Fonte.
>>>>>

Data Udienza: 24/10/2013

R. G. 7475 / 2013

Con l’indicata sentenza la Corte di Appello di Lecce ha confermato la sentenza
del Tribunale di Brindisi che, all’esito di giudizio abbreviato, ha riconosciuto Pietro
Conte colpevole del reato di evasione dal regime esecutivo penale della detenzione
domiciliare, non essendo stato reperito durante un normale controllo di p.g. nella sua
abitazione, dove non faceva rientro entro il termine orario in cui era autorizzato ad
assentarsi per curare la manutenzione di un suo separato immobile. Condotta criminosa
per la quale, concesse le attenuanti generiche e tenuto conto della contestata recidiva, il
Conte è stato condannato alla pena di otto mesi di reclusione.

<<<<<

Elenco.

>>>>>

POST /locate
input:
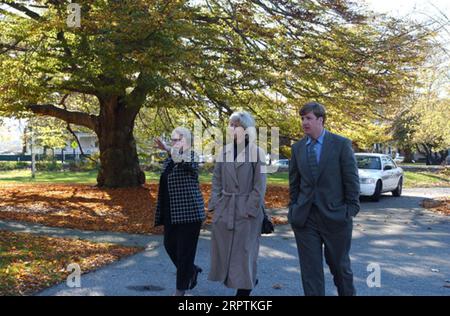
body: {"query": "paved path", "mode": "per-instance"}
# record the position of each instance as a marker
(411, 246)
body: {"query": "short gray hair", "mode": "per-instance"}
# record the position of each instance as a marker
(244, 118)
(185, 133)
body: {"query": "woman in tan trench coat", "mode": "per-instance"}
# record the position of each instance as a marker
(237, 197)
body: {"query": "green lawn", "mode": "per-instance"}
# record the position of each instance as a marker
(412, 179)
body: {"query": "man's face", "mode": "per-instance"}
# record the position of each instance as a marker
(312, 126)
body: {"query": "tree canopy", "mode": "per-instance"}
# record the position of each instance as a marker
(203, 59)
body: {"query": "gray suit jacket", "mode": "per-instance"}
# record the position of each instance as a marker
(336, 190)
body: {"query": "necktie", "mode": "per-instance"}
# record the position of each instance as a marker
(312, 159)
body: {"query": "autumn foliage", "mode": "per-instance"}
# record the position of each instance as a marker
(85, 207)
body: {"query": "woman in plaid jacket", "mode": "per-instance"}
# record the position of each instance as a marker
(180, 207)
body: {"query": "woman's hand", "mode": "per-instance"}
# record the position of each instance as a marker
(161, 145)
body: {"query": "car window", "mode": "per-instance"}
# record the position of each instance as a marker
(387, 162)
(368, 162)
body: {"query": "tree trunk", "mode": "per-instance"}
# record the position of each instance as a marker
(408, 154)
(119, 164)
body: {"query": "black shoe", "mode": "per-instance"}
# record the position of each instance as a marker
(193, 283)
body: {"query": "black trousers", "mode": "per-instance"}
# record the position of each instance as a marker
(311, 239)
(180, 241)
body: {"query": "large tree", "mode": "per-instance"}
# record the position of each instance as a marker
(200, 57)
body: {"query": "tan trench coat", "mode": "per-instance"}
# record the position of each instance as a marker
(237, 196)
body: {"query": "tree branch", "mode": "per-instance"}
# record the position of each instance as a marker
(78, 118)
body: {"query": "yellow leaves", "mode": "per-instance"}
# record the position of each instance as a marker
(45, 260)
(130, 210)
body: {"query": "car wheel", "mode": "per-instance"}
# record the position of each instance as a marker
(398, 190)
(377, 194)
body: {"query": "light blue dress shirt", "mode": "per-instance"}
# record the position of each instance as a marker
(318, 145)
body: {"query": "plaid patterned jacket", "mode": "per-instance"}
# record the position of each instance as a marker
(185, 197)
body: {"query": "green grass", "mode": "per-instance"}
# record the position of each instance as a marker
(412, 179)
(426, 179)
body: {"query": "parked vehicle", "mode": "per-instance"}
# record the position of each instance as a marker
(378, 173)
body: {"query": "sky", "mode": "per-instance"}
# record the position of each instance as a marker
(418, 10)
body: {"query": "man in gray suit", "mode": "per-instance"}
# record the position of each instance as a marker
(324, 198)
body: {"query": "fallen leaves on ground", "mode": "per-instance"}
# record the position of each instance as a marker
(86, 207)
(439, 205)
(29, 263)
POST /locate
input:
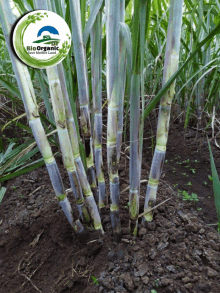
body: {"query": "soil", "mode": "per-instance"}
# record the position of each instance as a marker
(179, 251)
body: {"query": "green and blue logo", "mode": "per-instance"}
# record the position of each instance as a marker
(41, 39)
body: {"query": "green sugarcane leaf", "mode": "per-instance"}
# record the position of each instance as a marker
(216, 183)
(167, 85)
(125, 31)
(83, 13)
(32, 166)
(93, 14)
(2, 192)
(10, 87)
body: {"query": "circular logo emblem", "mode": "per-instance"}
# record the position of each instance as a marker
(41, 39)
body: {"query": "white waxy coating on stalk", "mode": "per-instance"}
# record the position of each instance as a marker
(170, 67)
(112, 64)
(75, 150)
(25, 85)
(96, 67)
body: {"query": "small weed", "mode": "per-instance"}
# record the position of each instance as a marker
(95, 280)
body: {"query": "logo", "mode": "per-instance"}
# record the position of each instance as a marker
(41, 39)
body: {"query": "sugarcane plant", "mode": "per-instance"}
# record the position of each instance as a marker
(170, 67)
(27, 92)
(129, 54)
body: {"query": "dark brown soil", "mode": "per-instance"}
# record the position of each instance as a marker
(178, 252)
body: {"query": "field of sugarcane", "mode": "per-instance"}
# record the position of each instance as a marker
(109, 161)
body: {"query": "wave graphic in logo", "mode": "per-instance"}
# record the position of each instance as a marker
(47, 39)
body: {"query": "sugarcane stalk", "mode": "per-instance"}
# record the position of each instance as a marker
(134, 153)
(83, 88)
(91, 205)
(7, 20)
(134, 168)
(96, 60)
(170, 67)
(65, 145)
(112, 55)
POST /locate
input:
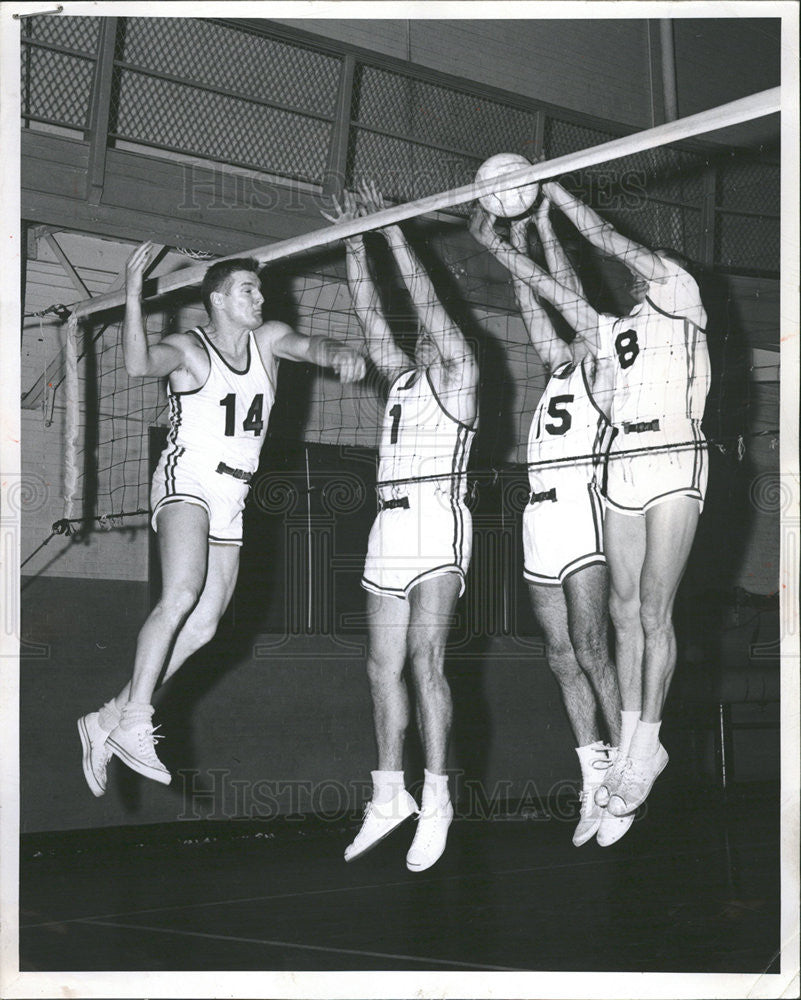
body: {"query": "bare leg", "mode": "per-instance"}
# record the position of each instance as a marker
(550, 607)
(624, 543)
(201, 625)
(587, 596)
(183, 548)
(388, 618)
(670, 528)
(432, 604)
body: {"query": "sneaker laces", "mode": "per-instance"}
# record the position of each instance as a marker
(148, 738)
(605, 762)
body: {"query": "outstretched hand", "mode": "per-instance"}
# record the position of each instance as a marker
(518, 232)
(345, 212)
(371, 198)
(135, 268)
(347, 363)
(543, 210)
(482, 225)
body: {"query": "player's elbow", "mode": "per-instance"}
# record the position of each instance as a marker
(136, 367)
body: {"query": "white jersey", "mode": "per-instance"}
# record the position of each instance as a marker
(225, 419)
(660, 357)
(420, 441)
(569, 434)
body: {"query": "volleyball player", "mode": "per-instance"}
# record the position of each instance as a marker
(564, 562)
(221, 387)
(420, 543)
(657, 474)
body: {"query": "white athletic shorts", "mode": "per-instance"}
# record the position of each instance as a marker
(221, 495)
(647, 467)
(430, 537)
(562, 531)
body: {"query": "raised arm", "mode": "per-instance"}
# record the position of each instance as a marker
(449, 339)
(550, 347)
(576, 310)
(559, 263)
(143, 359)
(384, 352)
(603, 235)
(327, 352)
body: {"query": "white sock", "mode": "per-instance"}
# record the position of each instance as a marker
(109, 716)
(134, 714)
(435, 790)
(386, 785)
(628, 723)
(645, 741)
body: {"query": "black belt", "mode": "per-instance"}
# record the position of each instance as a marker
(394, 502)
(545, 495)
(236, 473)
(643, 425)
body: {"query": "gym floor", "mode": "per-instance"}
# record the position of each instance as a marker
(693, 887)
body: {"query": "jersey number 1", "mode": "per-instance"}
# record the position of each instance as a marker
(395, 414)
(253, 420)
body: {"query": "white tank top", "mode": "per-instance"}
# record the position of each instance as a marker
(420, 441)
(569, 433)
(660, 356)
(225, 419)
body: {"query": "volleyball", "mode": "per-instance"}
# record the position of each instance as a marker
(513, 201)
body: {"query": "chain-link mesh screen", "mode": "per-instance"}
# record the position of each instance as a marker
(439, 116)
(234, 60)
(406, 170)
(218, 127)
(748, 186)
(747, 242)
(416, 138)
(256, 103)
(230, 94)
(55, 87)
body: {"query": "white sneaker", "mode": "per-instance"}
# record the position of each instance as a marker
(589, 817)
(637, 778)
(379, 822)
(610, 780)
(432, 834)
(96, 753)
(612, 828)
(596, 759)
(136, 748)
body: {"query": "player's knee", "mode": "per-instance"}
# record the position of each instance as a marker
(177, 603)
(624, 611)
(203, 632)
(592, 650)
(655, 616)
(427, 657)
(562, 661)
(383, 670)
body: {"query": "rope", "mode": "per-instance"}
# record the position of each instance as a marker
(63, 527)
(72, 417)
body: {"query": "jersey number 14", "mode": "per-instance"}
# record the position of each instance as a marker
(253, 421)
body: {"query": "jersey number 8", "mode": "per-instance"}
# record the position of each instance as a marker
(627, 348)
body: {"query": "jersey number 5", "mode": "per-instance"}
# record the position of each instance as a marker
(627, 348)
(557, 408)
(252, 422)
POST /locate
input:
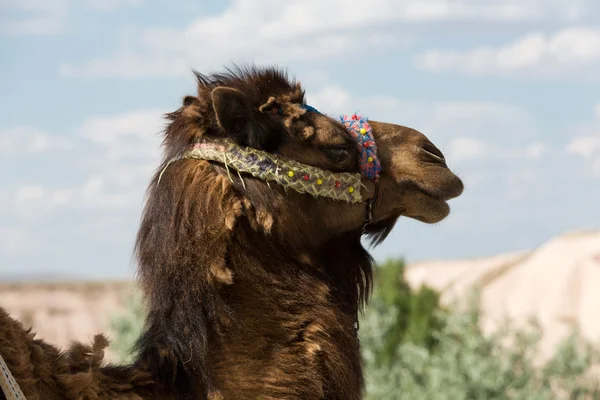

<<<<<

Cosa fare. Riprendi la fonte sulla condanna per evasione dai domiciliari, proseguendo dopo l'ultima frase riportata. L'elenco qui non ha alcun ruolo.

Risultato.
L’imputato impugna per cassazione la sentenza di appello, deducendo erronea
applicazione dell’art. 385 co. 3 c.p. in rel. art. 47 ter co. 8 O.P. e illogicità e
contraddittorietà della motivazione, poiché: i giudici di merito hanno ritenuto provato il
dolo del rato pur in difetto di idonei elementi atti ad escludere la sua buona fede (stante
il suo “basso tasso scolare e di alfabetizzazione”); in subordine non sono state concesse le
attenuanti generiche con giudizio di prevalenza sulla recidiva, nonostante la modesta
offensività della condotta illecita.
Il ricorso è inammissibile per indeducibilità e manifesta infondatezza dei motivi
di censura, con i quali si opera una rivisitazione fattuale delle fonti di prova, valutate
con logico giudizio dalle due conformi sentenze di merito, e -nel contempo- si
interpretano distonicamente, replicando i motivi di gravame avverso la prima decisione,
le disposizioni incriminatrici dell’evasione dalla custodia esecutiva domestica,
censurando il trattamento sanzionatorio, benché reso oggetto di ampia e coerente
motivazione da parte dei giudici di secondo grado.
All’inammissibilità del ricorso segue per legge la condanna della ricorrente alla
rifusione delle spese processuali e al versamento di una somma alla cassa delle
ammende, che si ritiene conforme a giustizia determinare in euro 1.000,00 (mille).
P. Q. M.

Dichiara inammissibile il ricorso e condanna il ricorrente al pagamento delle
spese processuali e della somma di euro mille in favore della cassa delle ammende.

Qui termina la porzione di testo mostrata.